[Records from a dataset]
--*--

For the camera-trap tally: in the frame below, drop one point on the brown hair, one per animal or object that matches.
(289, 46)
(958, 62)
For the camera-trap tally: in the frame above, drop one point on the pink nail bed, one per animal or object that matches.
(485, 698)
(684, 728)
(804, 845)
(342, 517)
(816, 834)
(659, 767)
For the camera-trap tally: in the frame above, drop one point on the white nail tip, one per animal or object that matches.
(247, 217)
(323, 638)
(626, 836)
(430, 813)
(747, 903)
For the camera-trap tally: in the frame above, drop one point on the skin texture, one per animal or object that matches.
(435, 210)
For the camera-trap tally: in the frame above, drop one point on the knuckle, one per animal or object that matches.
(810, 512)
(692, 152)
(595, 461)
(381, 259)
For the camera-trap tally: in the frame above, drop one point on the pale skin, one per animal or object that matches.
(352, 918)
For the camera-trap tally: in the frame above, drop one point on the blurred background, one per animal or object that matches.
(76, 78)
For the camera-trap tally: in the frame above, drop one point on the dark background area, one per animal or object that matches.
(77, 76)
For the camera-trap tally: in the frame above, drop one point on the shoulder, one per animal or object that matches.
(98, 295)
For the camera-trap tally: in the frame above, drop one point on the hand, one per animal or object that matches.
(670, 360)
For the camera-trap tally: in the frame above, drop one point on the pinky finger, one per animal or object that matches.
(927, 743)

--*--

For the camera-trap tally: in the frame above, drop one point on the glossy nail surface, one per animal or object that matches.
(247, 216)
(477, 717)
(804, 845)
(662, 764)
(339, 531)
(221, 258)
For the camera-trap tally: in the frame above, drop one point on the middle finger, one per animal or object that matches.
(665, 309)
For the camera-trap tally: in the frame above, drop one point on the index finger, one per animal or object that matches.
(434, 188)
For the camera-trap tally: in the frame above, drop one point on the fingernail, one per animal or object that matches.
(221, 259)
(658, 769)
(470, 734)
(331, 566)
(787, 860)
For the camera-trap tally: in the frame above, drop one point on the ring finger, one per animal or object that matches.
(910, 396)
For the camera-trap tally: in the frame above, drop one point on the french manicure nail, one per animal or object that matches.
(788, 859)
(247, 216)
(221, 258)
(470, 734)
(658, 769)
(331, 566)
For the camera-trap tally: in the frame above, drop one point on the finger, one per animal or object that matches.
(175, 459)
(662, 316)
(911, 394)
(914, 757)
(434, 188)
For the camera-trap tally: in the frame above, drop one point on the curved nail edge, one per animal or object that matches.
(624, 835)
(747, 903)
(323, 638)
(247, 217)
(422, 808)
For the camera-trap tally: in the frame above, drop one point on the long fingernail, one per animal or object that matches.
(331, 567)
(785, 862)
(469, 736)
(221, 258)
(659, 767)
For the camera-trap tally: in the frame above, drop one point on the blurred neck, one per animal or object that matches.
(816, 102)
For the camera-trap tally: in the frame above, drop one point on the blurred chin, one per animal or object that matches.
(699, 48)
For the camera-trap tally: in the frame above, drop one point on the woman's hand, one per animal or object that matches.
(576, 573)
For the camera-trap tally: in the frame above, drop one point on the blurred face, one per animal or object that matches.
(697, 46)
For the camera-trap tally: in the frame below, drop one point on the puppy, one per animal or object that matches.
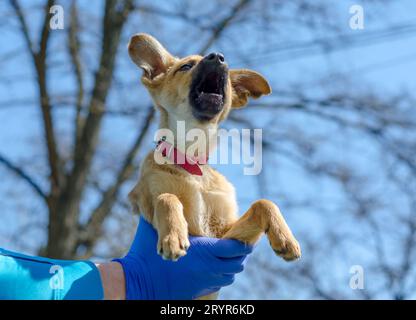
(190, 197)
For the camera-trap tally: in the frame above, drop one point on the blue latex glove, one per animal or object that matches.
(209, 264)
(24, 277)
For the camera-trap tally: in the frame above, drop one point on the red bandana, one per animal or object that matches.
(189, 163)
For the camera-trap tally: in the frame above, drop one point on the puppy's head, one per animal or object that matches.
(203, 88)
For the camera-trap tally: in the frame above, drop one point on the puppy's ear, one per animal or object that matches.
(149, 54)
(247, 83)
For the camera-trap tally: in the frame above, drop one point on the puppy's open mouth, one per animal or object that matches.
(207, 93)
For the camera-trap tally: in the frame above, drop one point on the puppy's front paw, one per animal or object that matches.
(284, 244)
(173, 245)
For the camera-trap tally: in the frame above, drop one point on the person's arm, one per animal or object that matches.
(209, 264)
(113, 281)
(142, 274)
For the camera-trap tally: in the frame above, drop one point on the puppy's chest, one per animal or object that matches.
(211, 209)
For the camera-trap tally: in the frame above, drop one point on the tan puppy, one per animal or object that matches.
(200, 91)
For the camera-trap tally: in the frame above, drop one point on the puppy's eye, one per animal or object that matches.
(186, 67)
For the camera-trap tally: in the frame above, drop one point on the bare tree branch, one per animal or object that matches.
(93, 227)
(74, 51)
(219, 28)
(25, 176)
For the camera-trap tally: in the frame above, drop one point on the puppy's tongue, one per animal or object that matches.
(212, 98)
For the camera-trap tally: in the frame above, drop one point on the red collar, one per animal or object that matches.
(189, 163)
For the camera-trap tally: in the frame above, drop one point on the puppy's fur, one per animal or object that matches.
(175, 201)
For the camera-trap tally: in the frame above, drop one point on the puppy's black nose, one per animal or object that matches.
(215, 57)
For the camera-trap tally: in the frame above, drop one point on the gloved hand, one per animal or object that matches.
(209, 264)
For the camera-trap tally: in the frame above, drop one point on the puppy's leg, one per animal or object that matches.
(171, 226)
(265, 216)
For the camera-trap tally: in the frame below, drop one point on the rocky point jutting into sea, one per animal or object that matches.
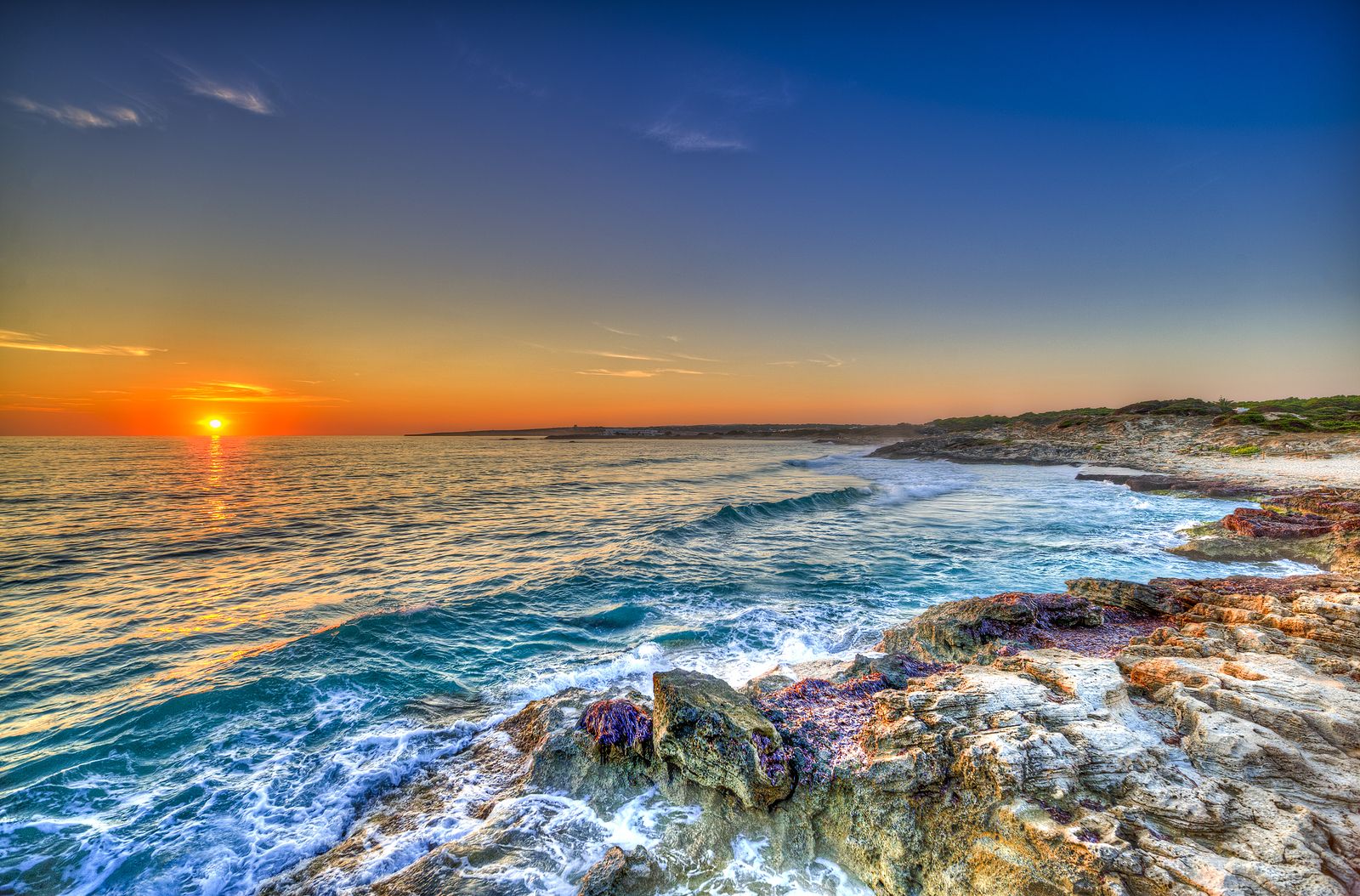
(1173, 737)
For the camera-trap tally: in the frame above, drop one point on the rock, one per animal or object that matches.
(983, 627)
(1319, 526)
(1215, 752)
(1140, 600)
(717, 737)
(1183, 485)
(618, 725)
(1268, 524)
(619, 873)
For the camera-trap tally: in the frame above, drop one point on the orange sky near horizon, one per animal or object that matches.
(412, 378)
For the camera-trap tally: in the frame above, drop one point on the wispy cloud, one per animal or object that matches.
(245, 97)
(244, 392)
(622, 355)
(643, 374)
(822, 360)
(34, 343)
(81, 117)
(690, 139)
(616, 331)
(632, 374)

--*--

** DIRECTION **
Pick out every line of the records above that contains the word "hand" and copy each one. Case counts.

** ANSWER TO THIS PROBLEM **
For the camera-trap tally: in the frame above, drop one point on the hand, one per animal or object that matches.
For the camera-trap tally: in the frame above, drop one point on the woman's hand, one per animal or object that matches.
For the camera-trap tally: in the frame above, drop one point on the gloved hand, one per animal or object that matches.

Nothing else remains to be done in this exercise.